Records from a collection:
- - -
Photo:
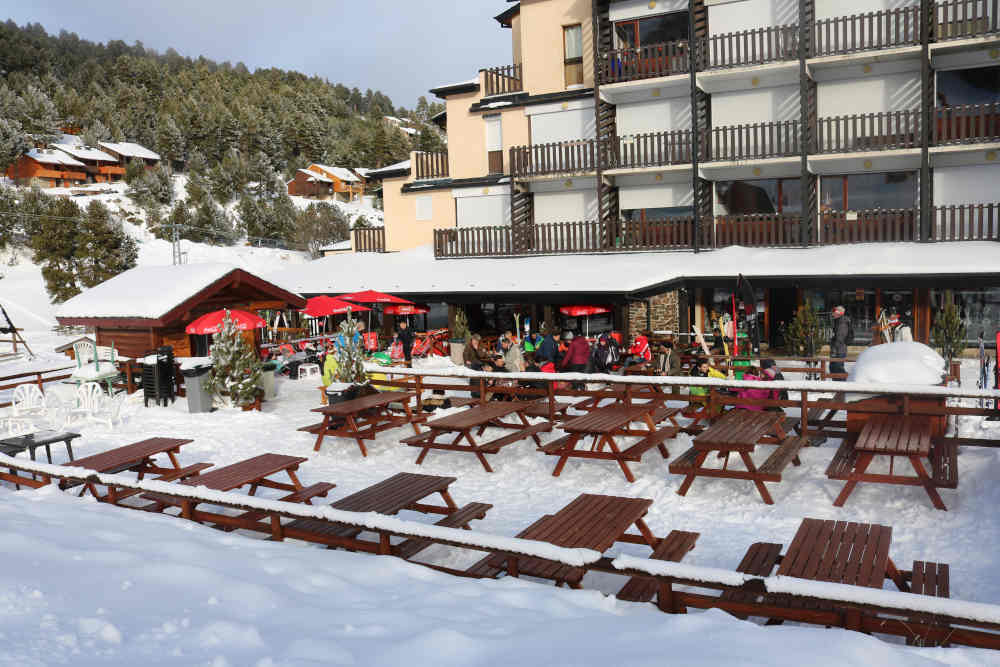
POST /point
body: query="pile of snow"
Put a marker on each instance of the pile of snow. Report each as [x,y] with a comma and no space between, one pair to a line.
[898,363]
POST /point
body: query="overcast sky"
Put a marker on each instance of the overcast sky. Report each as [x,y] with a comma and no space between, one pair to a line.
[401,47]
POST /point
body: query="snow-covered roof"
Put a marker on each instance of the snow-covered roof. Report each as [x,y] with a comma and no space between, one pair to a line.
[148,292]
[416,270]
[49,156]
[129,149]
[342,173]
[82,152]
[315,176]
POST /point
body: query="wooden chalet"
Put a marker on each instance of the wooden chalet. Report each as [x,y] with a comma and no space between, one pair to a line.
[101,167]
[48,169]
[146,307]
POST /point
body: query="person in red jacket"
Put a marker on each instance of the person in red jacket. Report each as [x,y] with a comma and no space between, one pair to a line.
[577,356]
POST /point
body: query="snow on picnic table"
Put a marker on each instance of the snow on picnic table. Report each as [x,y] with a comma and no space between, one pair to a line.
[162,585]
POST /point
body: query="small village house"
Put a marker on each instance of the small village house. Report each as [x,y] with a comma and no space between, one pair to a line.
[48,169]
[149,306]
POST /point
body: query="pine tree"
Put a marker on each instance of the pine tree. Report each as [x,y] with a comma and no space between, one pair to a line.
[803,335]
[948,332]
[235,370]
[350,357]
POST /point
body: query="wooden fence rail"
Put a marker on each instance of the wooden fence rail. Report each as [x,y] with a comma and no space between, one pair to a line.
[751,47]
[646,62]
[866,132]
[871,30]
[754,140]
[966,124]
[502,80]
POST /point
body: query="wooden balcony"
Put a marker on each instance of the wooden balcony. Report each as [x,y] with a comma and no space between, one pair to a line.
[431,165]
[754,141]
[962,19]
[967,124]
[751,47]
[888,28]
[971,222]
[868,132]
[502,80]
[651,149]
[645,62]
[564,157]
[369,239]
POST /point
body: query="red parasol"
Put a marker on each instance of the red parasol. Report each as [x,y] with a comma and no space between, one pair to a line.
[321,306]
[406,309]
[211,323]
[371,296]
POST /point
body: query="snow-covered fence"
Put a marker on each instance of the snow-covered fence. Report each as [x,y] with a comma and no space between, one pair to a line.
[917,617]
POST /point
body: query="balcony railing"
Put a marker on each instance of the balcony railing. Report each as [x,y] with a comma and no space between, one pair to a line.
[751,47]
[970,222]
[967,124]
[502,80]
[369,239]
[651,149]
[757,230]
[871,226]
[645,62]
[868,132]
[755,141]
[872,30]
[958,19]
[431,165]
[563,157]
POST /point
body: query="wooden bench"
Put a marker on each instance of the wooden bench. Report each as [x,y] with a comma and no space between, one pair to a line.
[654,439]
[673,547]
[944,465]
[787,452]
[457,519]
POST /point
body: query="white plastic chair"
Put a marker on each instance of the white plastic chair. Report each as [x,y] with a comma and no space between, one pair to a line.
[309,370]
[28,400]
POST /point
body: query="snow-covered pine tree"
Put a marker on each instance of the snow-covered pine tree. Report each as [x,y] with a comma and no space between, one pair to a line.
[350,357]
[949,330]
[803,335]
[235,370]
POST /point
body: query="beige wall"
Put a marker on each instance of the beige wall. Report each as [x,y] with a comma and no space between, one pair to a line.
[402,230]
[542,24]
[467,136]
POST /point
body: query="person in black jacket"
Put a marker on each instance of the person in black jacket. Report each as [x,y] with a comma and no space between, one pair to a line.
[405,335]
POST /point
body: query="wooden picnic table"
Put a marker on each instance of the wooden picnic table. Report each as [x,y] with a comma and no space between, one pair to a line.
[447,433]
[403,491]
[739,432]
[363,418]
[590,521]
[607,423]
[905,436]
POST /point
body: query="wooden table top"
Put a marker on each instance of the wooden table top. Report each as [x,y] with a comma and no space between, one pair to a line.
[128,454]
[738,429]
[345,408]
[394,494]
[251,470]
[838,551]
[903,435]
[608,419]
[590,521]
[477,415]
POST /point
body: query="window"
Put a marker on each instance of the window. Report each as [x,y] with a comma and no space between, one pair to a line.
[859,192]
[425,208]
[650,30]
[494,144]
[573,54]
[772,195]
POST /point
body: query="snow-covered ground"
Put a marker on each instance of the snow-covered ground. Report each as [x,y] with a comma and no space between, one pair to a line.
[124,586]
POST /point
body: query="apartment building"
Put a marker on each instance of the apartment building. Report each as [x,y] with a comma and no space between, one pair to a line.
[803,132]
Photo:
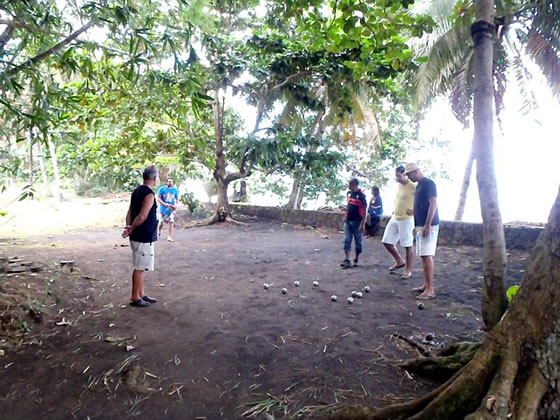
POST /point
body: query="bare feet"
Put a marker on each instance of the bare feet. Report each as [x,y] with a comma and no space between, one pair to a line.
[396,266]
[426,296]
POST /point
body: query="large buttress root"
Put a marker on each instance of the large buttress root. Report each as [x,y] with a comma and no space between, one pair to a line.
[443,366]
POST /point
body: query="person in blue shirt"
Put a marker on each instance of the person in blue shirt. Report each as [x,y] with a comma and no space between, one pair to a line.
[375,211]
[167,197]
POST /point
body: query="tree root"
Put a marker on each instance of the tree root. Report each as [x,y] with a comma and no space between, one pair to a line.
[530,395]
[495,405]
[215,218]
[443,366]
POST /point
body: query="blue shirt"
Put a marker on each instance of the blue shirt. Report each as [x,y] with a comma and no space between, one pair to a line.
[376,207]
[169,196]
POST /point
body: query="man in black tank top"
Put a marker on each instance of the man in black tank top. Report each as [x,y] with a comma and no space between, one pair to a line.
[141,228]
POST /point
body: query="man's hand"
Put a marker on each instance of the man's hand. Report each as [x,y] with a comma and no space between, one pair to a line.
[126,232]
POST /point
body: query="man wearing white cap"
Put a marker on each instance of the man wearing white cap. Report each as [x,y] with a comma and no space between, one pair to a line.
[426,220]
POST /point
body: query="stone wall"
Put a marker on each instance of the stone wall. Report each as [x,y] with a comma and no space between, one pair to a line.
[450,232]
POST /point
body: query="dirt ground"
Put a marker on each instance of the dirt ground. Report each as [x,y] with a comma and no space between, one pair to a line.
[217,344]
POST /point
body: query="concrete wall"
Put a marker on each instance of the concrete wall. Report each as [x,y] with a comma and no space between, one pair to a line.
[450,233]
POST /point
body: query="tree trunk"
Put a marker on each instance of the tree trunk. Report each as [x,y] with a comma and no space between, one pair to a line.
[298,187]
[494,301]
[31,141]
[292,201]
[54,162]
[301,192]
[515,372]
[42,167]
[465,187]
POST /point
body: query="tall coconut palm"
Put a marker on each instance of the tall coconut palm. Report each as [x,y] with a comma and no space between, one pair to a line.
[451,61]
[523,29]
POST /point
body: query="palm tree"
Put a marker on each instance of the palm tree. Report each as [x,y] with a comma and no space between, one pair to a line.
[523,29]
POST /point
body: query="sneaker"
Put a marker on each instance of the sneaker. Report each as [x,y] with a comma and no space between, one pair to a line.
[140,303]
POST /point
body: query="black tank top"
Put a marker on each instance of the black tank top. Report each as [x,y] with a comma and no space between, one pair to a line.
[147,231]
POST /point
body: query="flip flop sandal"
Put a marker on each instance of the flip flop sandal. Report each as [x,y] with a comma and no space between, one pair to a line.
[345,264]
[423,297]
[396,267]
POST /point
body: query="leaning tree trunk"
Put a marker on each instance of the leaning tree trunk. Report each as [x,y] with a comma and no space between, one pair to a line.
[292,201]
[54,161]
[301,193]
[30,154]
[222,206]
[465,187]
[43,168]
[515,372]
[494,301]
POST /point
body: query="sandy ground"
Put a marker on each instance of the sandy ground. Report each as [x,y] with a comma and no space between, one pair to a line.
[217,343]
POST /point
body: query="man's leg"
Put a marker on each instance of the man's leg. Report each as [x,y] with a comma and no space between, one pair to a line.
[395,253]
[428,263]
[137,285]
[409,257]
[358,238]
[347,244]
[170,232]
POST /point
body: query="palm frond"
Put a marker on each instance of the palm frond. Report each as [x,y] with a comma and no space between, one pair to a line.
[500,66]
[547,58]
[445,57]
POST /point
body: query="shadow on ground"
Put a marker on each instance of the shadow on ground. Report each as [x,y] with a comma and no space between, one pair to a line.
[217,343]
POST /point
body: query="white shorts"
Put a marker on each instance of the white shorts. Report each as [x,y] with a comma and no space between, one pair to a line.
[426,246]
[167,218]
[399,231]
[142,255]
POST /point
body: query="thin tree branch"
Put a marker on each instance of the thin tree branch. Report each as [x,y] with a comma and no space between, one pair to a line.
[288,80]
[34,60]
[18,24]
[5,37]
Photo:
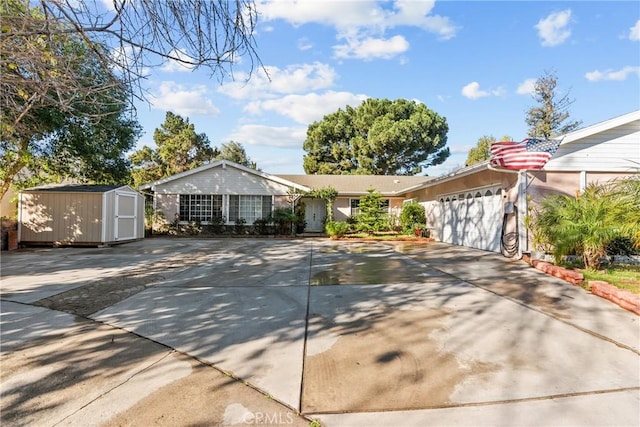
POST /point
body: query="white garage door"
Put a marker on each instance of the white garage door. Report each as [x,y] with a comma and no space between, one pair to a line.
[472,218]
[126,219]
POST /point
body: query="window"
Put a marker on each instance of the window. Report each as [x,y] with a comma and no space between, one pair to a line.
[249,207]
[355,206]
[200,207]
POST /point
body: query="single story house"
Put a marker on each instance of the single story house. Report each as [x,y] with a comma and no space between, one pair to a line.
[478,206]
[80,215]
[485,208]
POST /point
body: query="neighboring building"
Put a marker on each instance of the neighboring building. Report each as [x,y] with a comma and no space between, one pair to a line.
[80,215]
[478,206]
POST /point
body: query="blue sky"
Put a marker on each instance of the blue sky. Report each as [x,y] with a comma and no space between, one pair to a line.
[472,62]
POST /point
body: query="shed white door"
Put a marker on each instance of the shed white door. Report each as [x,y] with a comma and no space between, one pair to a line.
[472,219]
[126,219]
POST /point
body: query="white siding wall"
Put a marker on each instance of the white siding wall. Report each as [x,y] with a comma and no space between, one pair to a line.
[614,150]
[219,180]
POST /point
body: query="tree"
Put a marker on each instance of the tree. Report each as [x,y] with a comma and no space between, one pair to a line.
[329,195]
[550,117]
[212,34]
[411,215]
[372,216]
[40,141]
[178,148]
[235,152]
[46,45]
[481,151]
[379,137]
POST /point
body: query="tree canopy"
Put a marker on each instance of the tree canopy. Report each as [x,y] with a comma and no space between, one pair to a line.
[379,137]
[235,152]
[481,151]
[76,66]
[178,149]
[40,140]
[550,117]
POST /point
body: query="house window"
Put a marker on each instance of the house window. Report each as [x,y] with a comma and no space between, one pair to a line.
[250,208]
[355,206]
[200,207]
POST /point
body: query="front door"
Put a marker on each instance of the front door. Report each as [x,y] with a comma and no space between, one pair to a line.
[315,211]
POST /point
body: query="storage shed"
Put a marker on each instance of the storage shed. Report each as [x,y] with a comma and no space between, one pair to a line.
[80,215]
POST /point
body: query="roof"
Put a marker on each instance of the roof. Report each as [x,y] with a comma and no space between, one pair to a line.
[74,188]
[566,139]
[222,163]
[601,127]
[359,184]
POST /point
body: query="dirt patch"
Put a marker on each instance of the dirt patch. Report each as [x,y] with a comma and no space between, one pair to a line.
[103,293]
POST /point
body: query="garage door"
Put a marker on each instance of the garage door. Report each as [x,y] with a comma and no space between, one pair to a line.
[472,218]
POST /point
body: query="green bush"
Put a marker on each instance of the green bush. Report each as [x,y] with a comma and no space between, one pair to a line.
- - -
**Goal of the exercise:**
Your reply is one number: how many lines of the records above contain the word "bush".

**Your response:**
2